Extracted data entries
::::::

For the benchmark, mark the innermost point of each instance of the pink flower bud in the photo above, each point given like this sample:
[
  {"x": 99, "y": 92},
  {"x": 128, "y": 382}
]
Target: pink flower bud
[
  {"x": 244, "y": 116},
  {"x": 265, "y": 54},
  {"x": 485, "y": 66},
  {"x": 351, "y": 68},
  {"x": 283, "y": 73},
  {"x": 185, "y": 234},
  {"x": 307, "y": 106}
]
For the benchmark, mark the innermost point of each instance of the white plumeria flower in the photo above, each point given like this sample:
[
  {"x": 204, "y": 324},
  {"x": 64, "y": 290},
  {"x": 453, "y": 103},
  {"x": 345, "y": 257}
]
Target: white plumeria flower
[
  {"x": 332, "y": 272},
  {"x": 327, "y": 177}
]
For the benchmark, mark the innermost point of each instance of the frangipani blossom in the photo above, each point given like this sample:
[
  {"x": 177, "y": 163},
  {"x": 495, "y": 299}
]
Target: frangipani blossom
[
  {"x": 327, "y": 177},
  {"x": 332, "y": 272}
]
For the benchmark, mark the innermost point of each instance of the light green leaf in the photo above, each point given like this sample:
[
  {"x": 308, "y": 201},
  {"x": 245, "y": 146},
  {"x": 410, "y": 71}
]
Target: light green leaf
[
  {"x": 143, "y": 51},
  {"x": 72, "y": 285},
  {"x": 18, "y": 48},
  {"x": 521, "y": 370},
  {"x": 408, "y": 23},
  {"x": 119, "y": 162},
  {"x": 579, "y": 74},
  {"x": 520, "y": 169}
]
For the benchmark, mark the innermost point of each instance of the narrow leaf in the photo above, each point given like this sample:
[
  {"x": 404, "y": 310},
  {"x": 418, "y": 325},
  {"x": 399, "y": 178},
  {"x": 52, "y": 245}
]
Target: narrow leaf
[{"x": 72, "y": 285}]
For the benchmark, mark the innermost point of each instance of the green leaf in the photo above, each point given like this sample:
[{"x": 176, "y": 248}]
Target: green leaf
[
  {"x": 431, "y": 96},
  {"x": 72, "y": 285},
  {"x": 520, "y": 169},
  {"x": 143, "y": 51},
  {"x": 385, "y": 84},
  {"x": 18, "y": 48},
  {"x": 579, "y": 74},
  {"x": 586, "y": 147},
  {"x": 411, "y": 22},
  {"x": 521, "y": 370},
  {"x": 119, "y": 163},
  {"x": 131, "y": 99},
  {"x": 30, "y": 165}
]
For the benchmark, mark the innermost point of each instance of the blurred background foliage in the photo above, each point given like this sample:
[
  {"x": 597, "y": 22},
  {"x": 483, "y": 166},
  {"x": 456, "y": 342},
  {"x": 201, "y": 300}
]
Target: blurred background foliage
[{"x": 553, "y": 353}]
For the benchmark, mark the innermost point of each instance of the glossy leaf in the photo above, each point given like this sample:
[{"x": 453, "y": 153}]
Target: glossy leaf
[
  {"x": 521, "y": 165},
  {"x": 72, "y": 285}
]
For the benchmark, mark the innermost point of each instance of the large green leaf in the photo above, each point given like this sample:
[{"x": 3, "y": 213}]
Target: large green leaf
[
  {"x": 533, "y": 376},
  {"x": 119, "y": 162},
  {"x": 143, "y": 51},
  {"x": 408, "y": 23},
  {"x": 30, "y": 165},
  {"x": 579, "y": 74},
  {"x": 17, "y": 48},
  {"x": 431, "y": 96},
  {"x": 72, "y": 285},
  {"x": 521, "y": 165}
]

::::::

WHAT YOU HAVE TO DO: Repeat the line containing "of the green" and all subsequent lines through the final line of the data, exactly and with no others.

RESPONSE FOR THIS EXERCISE:
For the benchmark, mark the innermost point of each instance of the green leaf in the photo above, each point given like this sample:
[{"x": 176, "y": 248}]
Target: green leaf
[
  {"x": 431, "y": 96},
  {"x": 72, "y": 285},
  {"x": 520, "y": 169},
  {"x": 143, "y": 51},
  {"x": 385, "y": 84},
  {"x": 18, "y": 48},
  {"x": 579, "y": 74},
  {"x": 586, "y": 147},
  {"x": 411, "y": 22},
  {"x": 521, "y": 370},
  {"x": 119, "y": 163},
  {"x": 131, "y": 99},
  {"x": 30, "y": 165}
]
For the benchmark, mark the innermost point of each instance of the blurred background foliage in the photo above, each point given like this sample:
[
  {"x": 597, "y": 22},
  {"x": 483, "y": 166},
  {"x": 456, "y": 342},
  {"x": 201, "y": 300}
]
Target: blurred background foliage
[{"x": 553, "y": 353}]
For the benchmark, mark the innermost point of each instance of the glossy leaf in the photo above, each point given like this sample:
[{"x": 453, "y": 153}]
Target: glossy leaf
[
  {"x": 521, "y": 165},
  {"x": 72, "y": 285}
]
For the benchmark, mark the innermost point of each instance of the large green leaf in the photo above, each point given like this sample:
[{"x": 3, "y": 213}]
Target: large green leaf
[
  {"x": 533, "y": 376},
  {"x": 119, "y": 162},
  {"x": 143, "y": 51},
  {"x": 408, "y": 23},
  {"x": 30, "y": 165},
  {"x": 579, "y": 74},
  {"x": 17, "y": 48},
  {"x": 431, "y": 96},
  {"x": 72, "y": 285},
  {"x": 521, "y": 165}
]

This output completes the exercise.